▶ Stated goal
Gather every line of the data below that contains the word "branch".

--- Material provided ---

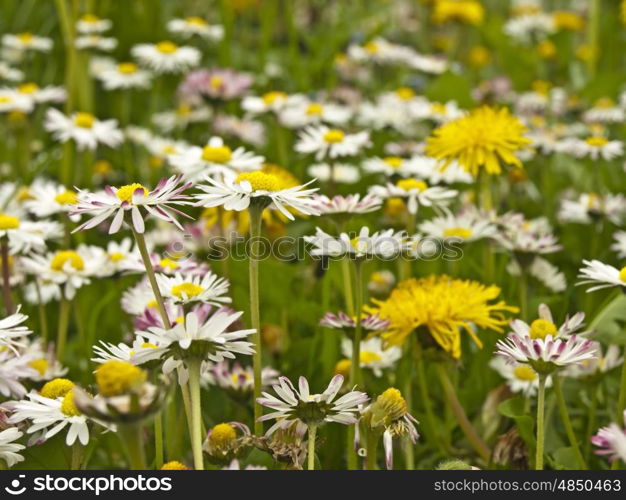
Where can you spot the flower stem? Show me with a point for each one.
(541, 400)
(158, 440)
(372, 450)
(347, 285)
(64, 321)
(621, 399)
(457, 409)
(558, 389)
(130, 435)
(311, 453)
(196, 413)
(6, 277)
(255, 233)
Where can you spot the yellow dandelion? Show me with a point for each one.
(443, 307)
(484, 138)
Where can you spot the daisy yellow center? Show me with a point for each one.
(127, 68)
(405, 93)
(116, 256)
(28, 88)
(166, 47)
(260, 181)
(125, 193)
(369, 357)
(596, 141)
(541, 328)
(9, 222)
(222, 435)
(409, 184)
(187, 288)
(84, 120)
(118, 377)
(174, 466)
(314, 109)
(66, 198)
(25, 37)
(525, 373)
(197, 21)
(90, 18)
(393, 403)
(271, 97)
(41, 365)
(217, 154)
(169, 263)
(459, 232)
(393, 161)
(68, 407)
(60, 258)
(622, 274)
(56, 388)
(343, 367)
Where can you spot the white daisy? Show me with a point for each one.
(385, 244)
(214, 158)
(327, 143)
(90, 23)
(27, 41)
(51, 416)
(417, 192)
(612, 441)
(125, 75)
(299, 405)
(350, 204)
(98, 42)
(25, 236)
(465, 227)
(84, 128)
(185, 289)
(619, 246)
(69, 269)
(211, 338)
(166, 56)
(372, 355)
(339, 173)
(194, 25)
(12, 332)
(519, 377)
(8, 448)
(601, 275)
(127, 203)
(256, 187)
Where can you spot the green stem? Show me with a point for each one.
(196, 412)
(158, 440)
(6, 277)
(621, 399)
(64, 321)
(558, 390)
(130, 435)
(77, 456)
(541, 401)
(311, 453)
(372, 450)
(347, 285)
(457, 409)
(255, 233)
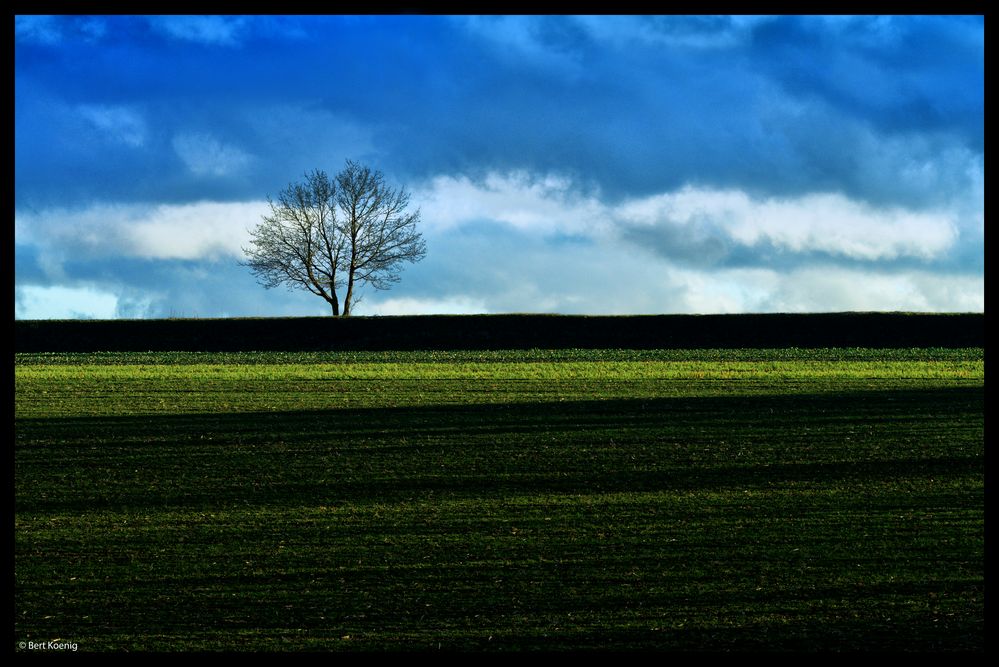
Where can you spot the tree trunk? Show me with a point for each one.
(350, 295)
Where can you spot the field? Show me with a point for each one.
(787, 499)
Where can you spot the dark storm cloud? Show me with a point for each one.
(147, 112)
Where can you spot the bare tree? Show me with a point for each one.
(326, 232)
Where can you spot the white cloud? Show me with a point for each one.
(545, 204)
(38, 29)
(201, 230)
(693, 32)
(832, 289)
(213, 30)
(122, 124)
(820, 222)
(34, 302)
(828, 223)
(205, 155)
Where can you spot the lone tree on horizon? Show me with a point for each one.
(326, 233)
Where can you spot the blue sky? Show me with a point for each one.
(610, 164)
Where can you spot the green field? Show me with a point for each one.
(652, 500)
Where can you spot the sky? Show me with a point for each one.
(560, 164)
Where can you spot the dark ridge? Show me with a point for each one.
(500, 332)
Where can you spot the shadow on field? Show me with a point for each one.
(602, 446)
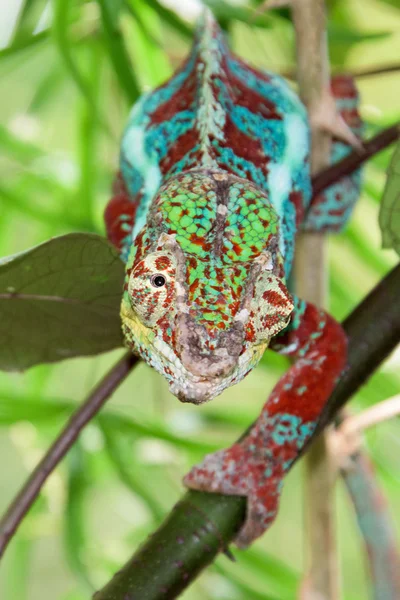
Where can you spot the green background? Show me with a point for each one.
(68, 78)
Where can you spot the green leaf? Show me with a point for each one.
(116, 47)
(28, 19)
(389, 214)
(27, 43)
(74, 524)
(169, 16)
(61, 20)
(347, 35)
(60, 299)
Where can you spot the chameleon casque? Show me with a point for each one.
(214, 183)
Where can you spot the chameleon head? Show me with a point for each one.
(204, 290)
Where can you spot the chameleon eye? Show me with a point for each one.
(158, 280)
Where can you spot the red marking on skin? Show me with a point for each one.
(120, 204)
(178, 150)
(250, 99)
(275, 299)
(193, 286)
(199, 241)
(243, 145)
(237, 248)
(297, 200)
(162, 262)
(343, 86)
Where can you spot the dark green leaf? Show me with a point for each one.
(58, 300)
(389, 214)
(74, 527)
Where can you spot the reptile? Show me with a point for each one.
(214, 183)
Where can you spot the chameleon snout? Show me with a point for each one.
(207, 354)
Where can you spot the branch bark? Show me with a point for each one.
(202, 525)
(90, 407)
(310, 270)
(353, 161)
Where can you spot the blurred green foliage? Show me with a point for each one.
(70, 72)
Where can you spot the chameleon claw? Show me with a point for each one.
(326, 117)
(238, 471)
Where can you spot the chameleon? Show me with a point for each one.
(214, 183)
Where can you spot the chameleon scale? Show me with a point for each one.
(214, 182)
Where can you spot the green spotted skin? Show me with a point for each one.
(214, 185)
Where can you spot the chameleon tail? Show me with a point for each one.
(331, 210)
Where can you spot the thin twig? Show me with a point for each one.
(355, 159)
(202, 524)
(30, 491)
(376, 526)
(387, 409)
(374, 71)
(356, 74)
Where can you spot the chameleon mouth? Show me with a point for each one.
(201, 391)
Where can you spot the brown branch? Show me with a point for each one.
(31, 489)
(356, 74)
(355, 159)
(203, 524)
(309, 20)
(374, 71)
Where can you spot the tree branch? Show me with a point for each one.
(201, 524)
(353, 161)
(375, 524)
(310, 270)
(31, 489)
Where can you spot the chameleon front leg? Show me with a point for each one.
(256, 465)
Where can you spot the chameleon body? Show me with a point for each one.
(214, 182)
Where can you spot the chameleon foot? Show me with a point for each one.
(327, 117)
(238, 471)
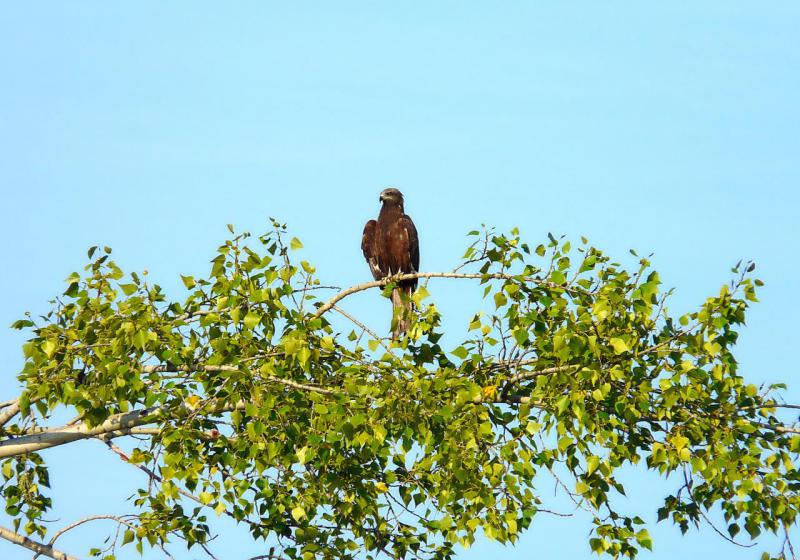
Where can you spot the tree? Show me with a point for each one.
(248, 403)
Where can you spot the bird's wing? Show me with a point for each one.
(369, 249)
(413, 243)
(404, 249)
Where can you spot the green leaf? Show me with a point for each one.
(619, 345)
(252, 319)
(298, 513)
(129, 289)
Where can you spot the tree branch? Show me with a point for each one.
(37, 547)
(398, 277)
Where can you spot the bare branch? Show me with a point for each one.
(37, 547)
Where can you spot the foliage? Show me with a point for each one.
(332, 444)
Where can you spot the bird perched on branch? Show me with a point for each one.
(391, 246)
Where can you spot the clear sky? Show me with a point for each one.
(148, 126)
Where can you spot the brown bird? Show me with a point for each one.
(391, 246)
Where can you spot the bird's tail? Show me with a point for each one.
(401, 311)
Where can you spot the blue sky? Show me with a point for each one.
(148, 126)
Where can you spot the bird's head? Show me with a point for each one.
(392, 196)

---
--- Material provided ---

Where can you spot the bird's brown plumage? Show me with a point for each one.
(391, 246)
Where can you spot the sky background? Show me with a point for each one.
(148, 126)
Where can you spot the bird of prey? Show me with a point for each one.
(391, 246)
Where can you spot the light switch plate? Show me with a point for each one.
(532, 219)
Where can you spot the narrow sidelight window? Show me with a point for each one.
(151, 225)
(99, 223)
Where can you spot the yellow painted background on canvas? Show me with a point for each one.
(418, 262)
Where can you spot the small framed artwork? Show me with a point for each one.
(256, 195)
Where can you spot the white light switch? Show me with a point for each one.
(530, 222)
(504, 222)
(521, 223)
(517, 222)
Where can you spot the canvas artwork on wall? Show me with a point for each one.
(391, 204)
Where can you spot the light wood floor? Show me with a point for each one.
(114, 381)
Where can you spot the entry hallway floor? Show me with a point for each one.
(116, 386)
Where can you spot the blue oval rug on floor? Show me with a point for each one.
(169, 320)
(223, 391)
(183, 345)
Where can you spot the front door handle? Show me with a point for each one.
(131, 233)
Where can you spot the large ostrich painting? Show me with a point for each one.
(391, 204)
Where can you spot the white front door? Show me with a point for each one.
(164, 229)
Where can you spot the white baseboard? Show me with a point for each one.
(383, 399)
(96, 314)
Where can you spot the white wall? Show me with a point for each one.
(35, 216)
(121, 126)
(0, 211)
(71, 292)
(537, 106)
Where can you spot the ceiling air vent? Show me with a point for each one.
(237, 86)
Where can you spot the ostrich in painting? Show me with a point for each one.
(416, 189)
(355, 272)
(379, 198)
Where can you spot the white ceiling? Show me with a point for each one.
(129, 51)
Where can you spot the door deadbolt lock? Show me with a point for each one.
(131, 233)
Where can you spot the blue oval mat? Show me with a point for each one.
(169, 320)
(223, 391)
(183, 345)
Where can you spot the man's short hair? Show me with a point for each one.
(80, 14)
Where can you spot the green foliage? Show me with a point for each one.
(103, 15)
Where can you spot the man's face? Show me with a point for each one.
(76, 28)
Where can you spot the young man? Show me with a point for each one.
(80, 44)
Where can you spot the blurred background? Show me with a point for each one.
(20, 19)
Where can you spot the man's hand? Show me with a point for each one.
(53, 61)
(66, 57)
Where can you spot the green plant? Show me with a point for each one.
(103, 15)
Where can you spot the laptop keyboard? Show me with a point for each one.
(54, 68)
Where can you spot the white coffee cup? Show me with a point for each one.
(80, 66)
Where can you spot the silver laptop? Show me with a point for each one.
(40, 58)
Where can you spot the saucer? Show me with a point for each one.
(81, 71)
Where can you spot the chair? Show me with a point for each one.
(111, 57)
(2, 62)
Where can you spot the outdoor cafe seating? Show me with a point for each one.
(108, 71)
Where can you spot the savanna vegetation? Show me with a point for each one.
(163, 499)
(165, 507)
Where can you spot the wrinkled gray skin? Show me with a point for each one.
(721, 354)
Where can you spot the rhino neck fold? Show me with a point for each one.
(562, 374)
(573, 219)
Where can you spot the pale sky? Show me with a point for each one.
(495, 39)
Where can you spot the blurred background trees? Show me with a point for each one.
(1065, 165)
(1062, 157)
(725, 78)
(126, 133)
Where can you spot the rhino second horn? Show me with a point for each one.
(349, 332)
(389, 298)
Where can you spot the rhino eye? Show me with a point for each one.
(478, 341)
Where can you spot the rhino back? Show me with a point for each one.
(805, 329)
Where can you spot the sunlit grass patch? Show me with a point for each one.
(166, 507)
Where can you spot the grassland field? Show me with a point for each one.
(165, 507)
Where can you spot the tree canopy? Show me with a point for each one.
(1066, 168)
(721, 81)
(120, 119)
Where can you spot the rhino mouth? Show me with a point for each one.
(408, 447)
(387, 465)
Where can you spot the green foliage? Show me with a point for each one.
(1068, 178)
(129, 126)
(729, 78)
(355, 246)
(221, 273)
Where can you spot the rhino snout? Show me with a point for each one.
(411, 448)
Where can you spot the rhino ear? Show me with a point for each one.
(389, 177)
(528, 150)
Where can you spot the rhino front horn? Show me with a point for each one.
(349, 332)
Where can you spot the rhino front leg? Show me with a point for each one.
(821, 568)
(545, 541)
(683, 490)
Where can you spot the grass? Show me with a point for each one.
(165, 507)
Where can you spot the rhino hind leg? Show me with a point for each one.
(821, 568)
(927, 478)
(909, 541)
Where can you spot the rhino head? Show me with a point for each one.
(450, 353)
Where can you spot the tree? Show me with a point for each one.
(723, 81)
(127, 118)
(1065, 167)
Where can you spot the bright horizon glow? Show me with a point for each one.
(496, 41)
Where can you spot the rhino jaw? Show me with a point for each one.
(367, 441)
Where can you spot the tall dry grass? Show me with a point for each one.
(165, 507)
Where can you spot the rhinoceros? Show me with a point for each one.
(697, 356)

---

▶ In response
Where can you spot the branch bark? Show me with a point for each one.
Where can you spot the brown branch? Show me with a point for each one.
Where can you spot the tree branch? Show me with a point for each one.
Where can you spot the tree branch? Show me with a point for each one.
Where can you spot the bare branch? Show me with a point for each one.
Where can you spot the bird perched on branch? Show me with a point for each one.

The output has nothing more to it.